**TASK STATEMENT**
Produce an exact transcript of all the records.

··· INFORMATION GIVEN

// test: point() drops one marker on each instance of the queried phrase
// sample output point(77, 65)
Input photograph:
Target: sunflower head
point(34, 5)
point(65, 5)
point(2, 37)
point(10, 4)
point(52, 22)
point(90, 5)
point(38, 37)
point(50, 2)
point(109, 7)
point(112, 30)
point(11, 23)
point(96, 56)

······

**TASK ANSWER**
// test: point() drops one marker on each instance of the queried phrase
// sample output point(77, 65)
Input photograph:
Target: sunflower head
point(34, 5)
point(65, 5)
point(2, 37)
point(10, 4)
point(52, 22)
point(90, 5)
point(38, 37)
point(50, 2)
point(109, 7)
point(112, 30)
point(11, 23)
point(96, 56)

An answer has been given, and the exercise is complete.